### [PASSAGE]
DNS based Website Failover Solutions?
Chase asks: "I run a couple of websites(including for my work). I'd like to have a backup web server that people would hit when my server goes down. My primary host is on my companies T1 line and even though I've had my server die once the most common reason for my sites to be offline is that our T1 goes down. I've looked at the High-Availability Linux Project but it seems that almost everything there is for failover using ip takeover which isn't an option if my network link dies and my backup server is on a different network. ZoneEdit seems to offer what I'm looking for but I'm wanting a do it myself solution. The only software I've found is Eddie and it seems to have stopped development around 2000. I know DNS based failover doesn't give 100% uptime but with a low cache time and decent monitoring it seems like it's the best solution for having my backup server at a differnt location and on a differnt network. Anyone know of a good solution? (Using Linux and/or Solaris hosts)"
Dyndns.org offers free DNS services for dynamic ip addresses. They also offer a fee service that allows you to use your own domain name. Why not set it up with them? If your web server is unreachable by the other server, it will send a dyndns update query with the new address. Just a thought. -P
If I understand you correctly you you are looking for a F/OSS project to do what you are after.
However if you do actaully have a budget to spend have a look at the 3DNS product from F5 Networks. it does the failover you describe and although it works better if it is intereacting with F5's server load balancing product, it can still monitor and react to standard web servers becoming unavailable.

### [GOAL]
Write the next part of the forum thread on DNS-based website failover, picking up after its last sentence. The material plays no part here.

### [RECORD EXTRACTS]

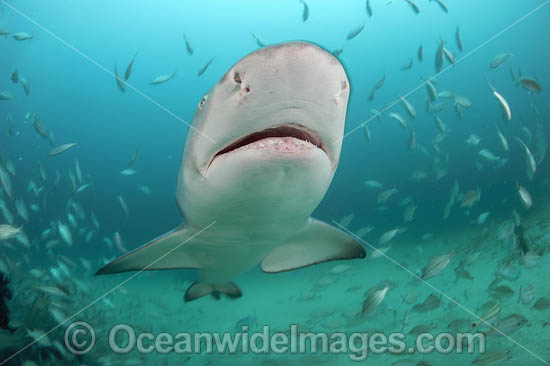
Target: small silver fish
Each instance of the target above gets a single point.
(373, 300)
(499, 60)
(524, 196)
(408, 106)
(60, 149)
(162, 79)
(458, 39)
(128, 71)
(205, 67)
(22, 36)
(8, 232)
(187, 45)
(355, 32)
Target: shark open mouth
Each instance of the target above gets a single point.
(284, 138)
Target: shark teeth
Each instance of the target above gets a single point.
(282, 144)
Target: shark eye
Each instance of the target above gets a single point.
(202, 102)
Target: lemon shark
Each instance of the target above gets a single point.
(262, 151)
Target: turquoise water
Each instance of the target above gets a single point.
(69, 63)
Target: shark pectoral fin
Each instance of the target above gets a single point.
(169, 251)
(199, 289)
(317, 242)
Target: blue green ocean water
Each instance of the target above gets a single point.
(65, 81)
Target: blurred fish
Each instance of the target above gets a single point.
(449, 56)
(499, 60)
(60, 149)
(162, 79)
(337, 52)
(128, 71)
(366, 132)
(379, 252)
(458, 39)
(440, 125)
(420, 53)
(408, 106)
(418, 175)
(470, 198)
(399, 119)
(388, 236)
(462, 101)
(505, 107)
(412, 140)
(413, 6)
(354, 32)
(368, 8)
(346, 220)
(373, 184)
(205, 67)
(436, 265)
(524, 196)
(187, 45)
(145, 189)
(121, 84)
(432, 302)
(432, 92)
(39, 337)
(305, 13)
(22, 36)
(379, 83)
(489, 156)
(502, 139)
(8, 232)
(128, 172)
(134, 156)
(123, 205)
(65, 233)
(408, 215)
(6, 95)
(407, 66)
(439, 57)
(15, 77)
(385, 195)
(530, 85)
(6, 182)
(373, 300)
(25, 84)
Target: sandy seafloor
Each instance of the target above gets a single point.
(318, 299)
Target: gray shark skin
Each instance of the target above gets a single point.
(277, 120)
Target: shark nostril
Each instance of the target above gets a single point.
(237, 78)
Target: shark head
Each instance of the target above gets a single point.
(262, 151)
(280, 107)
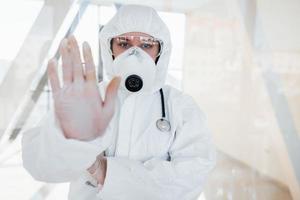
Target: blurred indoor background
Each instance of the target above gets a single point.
(239, 59)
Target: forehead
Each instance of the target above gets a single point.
(136, 34)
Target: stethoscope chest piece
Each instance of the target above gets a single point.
(163, 125)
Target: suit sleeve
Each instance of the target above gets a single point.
(183, 177)
(48, 156)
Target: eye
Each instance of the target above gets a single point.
(123, 44)
(147, 46)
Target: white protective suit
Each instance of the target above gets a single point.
(143, 163)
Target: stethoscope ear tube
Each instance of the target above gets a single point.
(163, 124)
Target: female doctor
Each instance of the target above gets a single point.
(131, 139)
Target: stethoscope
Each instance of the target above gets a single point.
(163, 124)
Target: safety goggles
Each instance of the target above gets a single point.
(150, 45)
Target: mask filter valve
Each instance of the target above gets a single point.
(134, 83)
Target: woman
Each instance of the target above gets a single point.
(145, 140)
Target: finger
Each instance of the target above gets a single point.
(110, 95)
(100, 67)
(66, 61)
(76, 60)
(90, 72)
(53, 75)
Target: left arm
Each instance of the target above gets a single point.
(183, 177)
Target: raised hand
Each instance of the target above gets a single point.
(79, 108)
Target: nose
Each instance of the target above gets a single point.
(133, 51)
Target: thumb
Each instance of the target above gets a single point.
(110, 94)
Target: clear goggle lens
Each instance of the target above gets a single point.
(150, 45)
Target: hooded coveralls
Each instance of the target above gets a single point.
(143, 163)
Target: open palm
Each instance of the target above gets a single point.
(79, 108)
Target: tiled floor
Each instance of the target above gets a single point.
(234, 180)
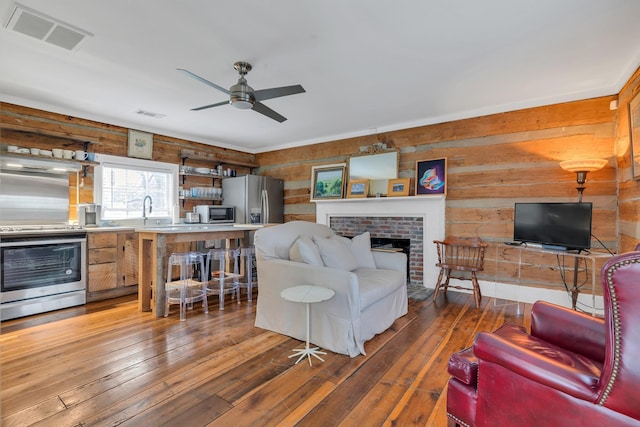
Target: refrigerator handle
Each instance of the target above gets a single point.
(264, 207)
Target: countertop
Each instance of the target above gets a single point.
(176, 228)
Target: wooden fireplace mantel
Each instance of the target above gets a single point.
(430, 208)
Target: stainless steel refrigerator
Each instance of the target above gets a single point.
(258, 199)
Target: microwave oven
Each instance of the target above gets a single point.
(212, 214)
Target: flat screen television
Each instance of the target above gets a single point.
(558, 225)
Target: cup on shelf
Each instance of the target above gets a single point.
(80, 155)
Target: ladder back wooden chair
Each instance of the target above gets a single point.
(460, 255)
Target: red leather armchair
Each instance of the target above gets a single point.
(571, 369)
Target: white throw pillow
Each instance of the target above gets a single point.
(304, 250)
(360, 248)
(335, 254)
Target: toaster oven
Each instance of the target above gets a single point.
(216, 214)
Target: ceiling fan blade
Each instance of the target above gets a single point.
(276, 92)
(204, 107)
(263, 109)
(205, 81)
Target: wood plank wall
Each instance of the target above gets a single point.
(493, 162)
(628, 188)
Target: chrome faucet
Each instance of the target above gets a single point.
(144, 210)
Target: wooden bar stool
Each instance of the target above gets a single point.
(222, 265)
(460, 255)
(185, 291)
(250, 280)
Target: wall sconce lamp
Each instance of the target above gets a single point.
(581, 167)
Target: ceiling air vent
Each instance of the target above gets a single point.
(150, 114)
(35, 24)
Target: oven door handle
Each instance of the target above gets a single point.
(39, 241)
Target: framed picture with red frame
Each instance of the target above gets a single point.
(431, 177)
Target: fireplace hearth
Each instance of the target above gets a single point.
(418, 219)
(403, 233)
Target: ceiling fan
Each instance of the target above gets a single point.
(242, 96)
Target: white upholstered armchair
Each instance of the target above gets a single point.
(370, 287)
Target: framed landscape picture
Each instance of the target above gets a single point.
(358, 188)
(327, 182)
(634, 135)
(431, 177)
(398, 187)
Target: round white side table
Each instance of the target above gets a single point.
(307, 294)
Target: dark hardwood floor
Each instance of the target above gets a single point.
(107, 364)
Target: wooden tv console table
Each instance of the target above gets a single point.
(572, 287)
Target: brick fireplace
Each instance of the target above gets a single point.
(419, 219)
(388, 230)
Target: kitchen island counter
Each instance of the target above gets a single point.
(152, 257)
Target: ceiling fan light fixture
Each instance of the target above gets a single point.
(241, 95)
(241, 103)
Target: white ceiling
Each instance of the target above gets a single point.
(368, 66)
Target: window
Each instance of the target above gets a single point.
(122, 184)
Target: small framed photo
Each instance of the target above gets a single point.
(358, 188)
(140, 144)
(431, 177)
(399, 187)
(327, 182)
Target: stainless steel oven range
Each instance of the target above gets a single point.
(42, 268)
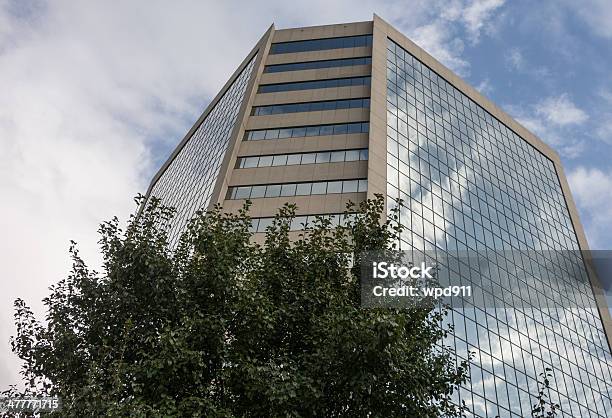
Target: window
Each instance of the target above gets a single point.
(299, 222)
(321, 157)
(294, 159)
(334, 187)
(319, 188)
(350, 186)
(310, 106)
(265, 161)
(303, 189)
(297, 189)
(273, 190)
(337, 156)
(279, 160)
(243, 192)
(307, 131)
(310, 65)
(314, 84)
(288, 189)
(309, 158)
(321, 44)
(258, 191)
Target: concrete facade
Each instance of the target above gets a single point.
(375, 168)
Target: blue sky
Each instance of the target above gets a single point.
(94, 96)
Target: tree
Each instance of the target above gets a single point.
(544, 407)
(221, 326)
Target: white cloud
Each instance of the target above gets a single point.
(559, 137)
(435, 39)
(597, 14)
(485, 87)
(592, 190)
(478, 13)
(515, 59)
(560, 110)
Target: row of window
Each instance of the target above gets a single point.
(311, 106)
(303, 158)
(302, 222)
(312, 65)
(301, 131)
(315, 84)
(297, 189)
(321, 44)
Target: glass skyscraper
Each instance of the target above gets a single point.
(322, 115)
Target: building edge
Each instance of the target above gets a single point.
(383, 30)
(232, 140)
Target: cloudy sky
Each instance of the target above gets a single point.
(94, 95)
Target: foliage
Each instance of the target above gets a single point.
(222, 326)
(544, 407)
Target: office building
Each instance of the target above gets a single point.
(322, 115)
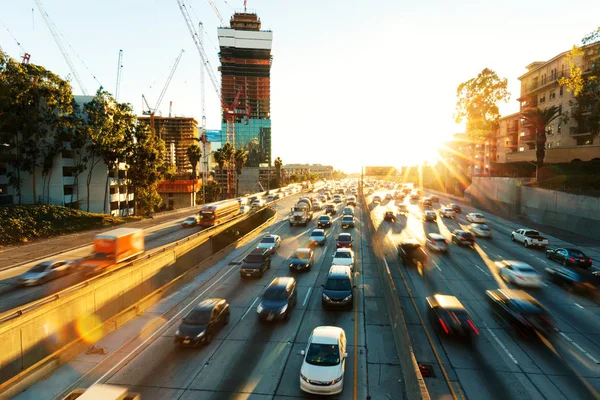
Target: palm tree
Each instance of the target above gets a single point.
(538, 122)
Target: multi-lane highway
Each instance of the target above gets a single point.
(501, 363)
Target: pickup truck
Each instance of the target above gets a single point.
(529, 238)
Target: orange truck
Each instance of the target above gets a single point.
(113, 247)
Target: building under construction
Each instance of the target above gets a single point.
(245, 70)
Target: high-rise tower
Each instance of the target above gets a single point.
(246, 68)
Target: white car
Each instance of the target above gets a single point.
(271, 242)
(447, 212)
(519, 273)
(322, 370)
(344, 256)
(477, 218)
(480, 230)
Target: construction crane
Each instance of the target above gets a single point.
(53, 30)
(119, 73)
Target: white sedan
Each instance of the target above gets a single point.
(477, 218)
(322, 370)
(519, 273)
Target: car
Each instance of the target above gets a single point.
(324, 363)
(269, 242)
(255, 263)
(521, 311)
(324, 221)
(463, 238)
(302, 259)
(317, 237)
(337, 290)
(569, 257)
(344, 256)
(447, 212)
(411, 251)
(347, 221)
(46, 271)
(519, 273)
(203, 322)
(389, 216)
(480, 230)
(429, 215)
(278, 300)
(448, 315)
(477, 218)
(436, 242)
(190, 221)
(344, 240)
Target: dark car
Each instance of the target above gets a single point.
(337, 290)
(411, 251)
(344, 240)
(463, 238)
(520, 310)
(255, 263)
(303, 259)
(569, 257)
(202, 322)
(278, 300)
(324, 221)
(450, 317)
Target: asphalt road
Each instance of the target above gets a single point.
(501, 364)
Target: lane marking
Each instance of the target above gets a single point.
(588, 355)
(249, 308)
(307, 297)
(502, 345)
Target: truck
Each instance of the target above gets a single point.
(529, 238)
(301, 213)
(113, 247)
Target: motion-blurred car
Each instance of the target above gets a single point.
(521, 311)
(269, 242)
(519, 273)
(569, 257)
(436, 242)
(303, 259)
(449, 316)
(46, 271)
(202, 322)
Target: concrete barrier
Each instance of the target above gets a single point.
(413, 379)
(40, 333)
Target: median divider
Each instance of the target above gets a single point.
(40, 336)
(413, 379)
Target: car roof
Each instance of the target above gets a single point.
(326, 334)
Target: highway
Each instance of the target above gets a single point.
(501, 364)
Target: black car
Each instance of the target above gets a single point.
(202, 322)
(463, 238)
(569, 257)
(450, 317)
(520, 310)
(411, 251)
(337, 290)
(255, 263)
(324, 221)
(278, 300)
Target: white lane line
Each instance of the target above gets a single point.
(307, 297)
(249, 308)
(588, 355)
(502, 345)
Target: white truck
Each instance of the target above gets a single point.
(529, 238)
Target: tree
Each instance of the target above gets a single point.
(477, 103)
(538, 121)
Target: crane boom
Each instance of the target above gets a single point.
(200, 47)
(53, 31)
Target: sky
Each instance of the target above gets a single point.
(353, 83)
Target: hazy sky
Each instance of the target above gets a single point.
(353, 82)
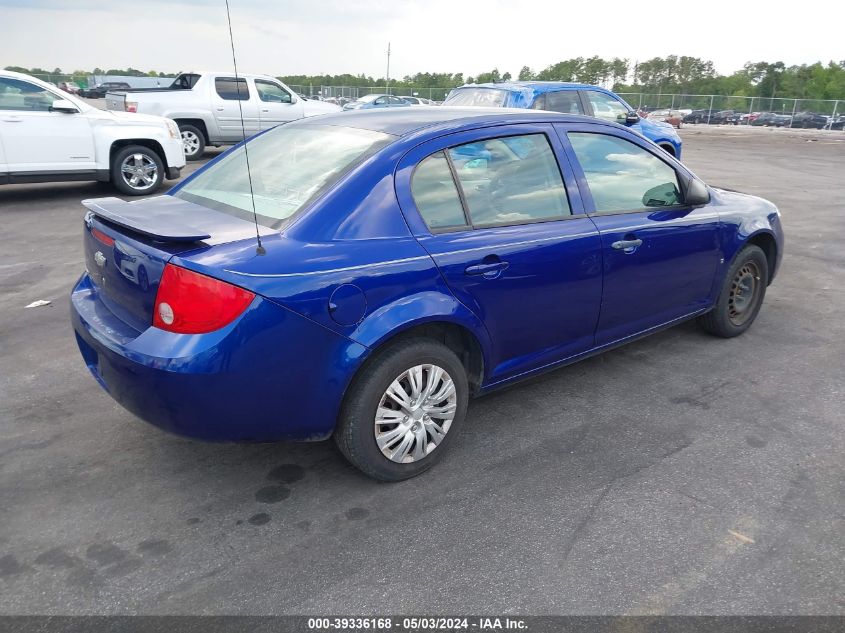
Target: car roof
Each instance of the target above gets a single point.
(405, 121)
(536, 86)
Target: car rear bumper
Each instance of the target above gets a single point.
(269, 375)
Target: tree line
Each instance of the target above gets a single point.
(667, 75)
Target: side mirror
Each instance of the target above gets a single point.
(697, 193)
(63, 105)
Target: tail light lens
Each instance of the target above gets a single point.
(191, 303)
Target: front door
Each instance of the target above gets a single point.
(659, 254)
(34, 138)
(510, 239)
(276, 105)
(232, 99)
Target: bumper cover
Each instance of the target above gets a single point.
(269, 375)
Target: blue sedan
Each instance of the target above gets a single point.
(568, 98)
(380, 268)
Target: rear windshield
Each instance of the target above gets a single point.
(290, 166)
(489, 97)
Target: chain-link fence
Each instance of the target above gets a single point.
(356, 92)
(817, 113)
(708, 106)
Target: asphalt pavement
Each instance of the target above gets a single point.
(681, 474)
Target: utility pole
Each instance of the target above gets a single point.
(387, 78)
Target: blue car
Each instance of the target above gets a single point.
(368, 102)
(375, 270)
(567, 98)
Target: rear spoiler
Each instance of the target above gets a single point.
(156, 221)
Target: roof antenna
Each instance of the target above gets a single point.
(260, 249)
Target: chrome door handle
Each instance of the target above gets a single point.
(491, 269)
(626, 245)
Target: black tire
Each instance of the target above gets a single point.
(197, 144)
(729, 318)
(355, 433)
(143, 155)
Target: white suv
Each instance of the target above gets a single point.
(47, 135)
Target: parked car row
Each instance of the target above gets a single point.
(66, 139)
(47, 135)
(99, 91)
(208, 106)
(567, 98)
(804, 120)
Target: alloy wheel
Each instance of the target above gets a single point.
(139, 171)
(190, 142)
(415, 413)
(744, 293)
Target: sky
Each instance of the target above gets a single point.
(305, 37)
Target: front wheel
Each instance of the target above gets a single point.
(137, 170)
(193, 141)
(403, 410)
(741, 296)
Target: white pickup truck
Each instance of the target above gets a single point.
(205, 105)
(47, 135)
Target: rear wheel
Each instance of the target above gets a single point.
(403, 410)
(137, 170)
(741, 295)
(193, 141)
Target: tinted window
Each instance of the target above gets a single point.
(435, 193)
(623, 176)
(231, 89)
(268, 91)
(565, 101)
(607, 107)
(510, 180)
(22, 95)
(290, 165)
(185, 82)
(487, 97)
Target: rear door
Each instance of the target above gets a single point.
(659, 255)
(230, 98)
(37, 140)
(275, 104)
(504, 224)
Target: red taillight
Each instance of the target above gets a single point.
(191, 303)
(102, 237)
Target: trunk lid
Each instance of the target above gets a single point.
(128, 244)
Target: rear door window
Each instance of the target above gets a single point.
(606, 107)
(272, 93)
(510, 180)
(436, 195)
(231, 89)
(22, 95)
(565, 101)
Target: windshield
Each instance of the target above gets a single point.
(290, 165)
(489, 97)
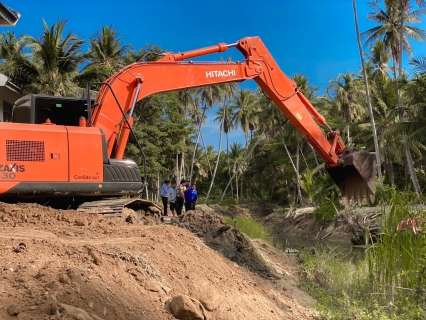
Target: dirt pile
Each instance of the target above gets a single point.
(62, 264)
(230, 242)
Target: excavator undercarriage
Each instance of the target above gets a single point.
(67, 147)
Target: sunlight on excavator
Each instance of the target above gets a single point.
(356, 176)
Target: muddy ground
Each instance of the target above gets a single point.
(57, 264)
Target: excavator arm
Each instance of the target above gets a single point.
(354, 172)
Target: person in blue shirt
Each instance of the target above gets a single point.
(173, 199)
(165, 191)
(191, 197)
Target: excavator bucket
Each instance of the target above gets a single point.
(356, 176)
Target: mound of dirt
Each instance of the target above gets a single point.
(63, 264)
(230, 242)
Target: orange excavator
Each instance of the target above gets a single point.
(58, 147)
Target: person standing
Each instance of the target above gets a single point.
(180, 197)
(191, 197)
(172, 199)
(165, 191)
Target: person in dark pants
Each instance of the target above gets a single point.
(180, 197)
(191, 197)
(165, 191)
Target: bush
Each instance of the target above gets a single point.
(251, 227)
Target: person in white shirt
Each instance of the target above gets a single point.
(172, 199)
(165, 191)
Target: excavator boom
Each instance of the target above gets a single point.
(59, 147)
(173, 72)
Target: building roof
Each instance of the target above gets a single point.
(5, 82)
(8, 16)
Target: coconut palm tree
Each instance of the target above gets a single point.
(245, 103)
(395, 27)
(15, 62)
(344, 92)
(389, 28)
(227, 91)
(105, 56)
(53, 62)
(367, 92)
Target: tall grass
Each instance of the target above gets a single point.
(251, 227)
(397, 262)
(390, 283)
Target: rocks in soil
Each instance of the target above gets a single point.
(70, 312)
(207, 296)
(230, 242)
(186, 308)
(13, 310)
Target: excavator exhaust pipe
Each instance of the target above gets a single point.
(356, 176)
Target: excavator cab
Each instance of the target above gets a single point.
(355, 176)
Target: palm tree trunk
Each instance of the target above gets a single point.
(177, 168)
(347, 133)
(236, 185)
(196, 144)
(217, 163)
(229, 167)
(389, 165)
(299, 192)
(410, 162)
(207, 156)
(367, 90)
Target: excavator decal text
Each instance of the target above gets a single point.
(12, 167)
(218, 73)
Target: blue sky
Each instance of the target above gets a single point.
(314, 38)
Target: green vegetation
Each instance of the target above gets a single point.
(251, 227)
(282, 166)
(388, 283)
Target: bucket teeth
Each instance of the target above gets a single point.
(356, 176)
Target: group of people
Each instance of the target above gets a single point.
(176, 196)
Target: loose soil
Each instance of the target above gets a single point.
(63, 264)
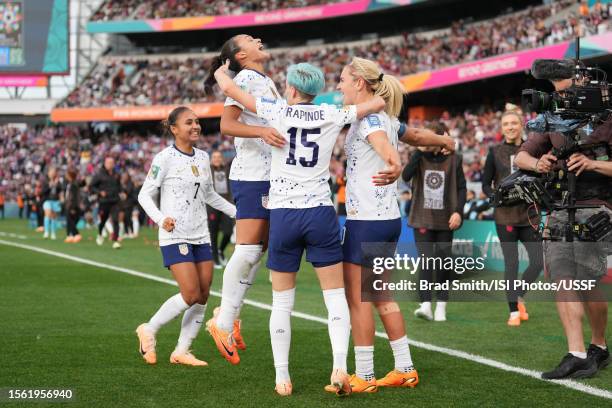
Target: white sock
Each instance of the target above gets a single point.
(579, 354)
(280, 331)
(338, 324)
(190, 327)
(238, 277)
(401, 353)
(135, 225)
(171, 308)
(364, 362)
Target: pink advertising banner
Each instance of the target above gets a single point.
(506, 64)
(490, 67)
(259, 18)
(25, 81)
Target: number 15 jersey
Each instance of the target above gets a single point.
(300, 169)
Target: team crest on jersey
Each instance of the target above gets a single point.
(153, 172)
(183, 249)
(373, 120)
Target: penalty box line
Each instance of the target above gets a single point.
(574, 385)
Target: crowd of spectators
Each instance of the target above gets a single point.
(26, 153)
(125, 82)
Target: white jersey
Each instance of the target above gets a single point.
(300, 169)
(253, 155)
(364, 200)
(183, 186)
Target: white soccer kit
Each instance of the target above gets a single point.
(300, 169)
(252, 161)
(183, 186)
(364, 200)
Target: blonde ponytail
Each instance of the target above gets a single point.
(386, 86)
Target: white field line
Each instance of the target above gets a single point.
(574, 385)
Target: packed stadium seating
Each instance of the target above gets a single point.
(26, 154)
(129, 81)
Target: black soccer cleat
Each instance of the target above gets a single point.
(572, 367)
(601, 357)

### [RESPONSE TO THE TASK]
The Romans didn't find algebra very challenging, because X was always 10
If your T1 is down tht often I'd change providers. My T1 has been 'slow' once in the past year with 1 outage that lasted for about an hour when we first installed it.
/* oops I accidentally made a comment, sorry */
1. Use colocation/Web hosting as the primary site. Their uptimes are usually very strong.
2. You will need a second line. Mandatory. If you really want insane uptime, you'll need dynamic routes ala BGP from both ISP's. If you don't need that much, you could maybe work with an automated probe-and-dnsupdate script which can run outside the network. It would switch the primary DNS to and from the backup IP address which is on the isolated network.
3. Have an equalized DNS entry for both IP addresses. It gives the client a 50% chance of connecting once its dead, but its better than nothing.
4. Tell the site visitors to connect to www1.mysite.com if they're having troubles reaching your site and have www1 pointing to your backup IP. Make sure your DNS servers are network redudant as well, or the whole excersize is pretty pointless.
Bye!
More information here.
Read all about IP take over and distributing server load as sample chapter of O'Reilly's Linux Server Hacks.
Don't know if it works for your setup.
My favorite quote:
If you serve a particularly popular site, you will eventually find the wall at which your server simply can't serve any more requests. In the web server world, this is called the Slashdot effect, and it isn't a pretty site (er, sight)
Ignoring the fact that DNS wasn't designed to handle this (setting your ttl to a low time (e.g., 5min) generates a good amount of useless traffic when your site is up), here is how you might do it:
First, you need to have a monitoring system on the Internet somewhere, not through your T1 because if that goes down it won't be able to update your DNS. You have that already, I'm sure, to test your web site accessibility from the Internet. Of course, at least one of your name servers must be accessible when the T1 goes down too, so that will have to be somewhere (other than on your T1) on the Internet as well.
On this name server enable dynamic updates. Modify your monitor system that checks availability of your site to use Net::DNS to update the IP address of your web server when the monitor fails.
Going all open source, I'd use Net::DNS and nagios for the monitoring software, bind for the name server (which supports dynamic updates), with Linux as the OS.
First thing you need to do if decide what kind of downtime is acceptable. 5 seconds, minutes, hours?
:)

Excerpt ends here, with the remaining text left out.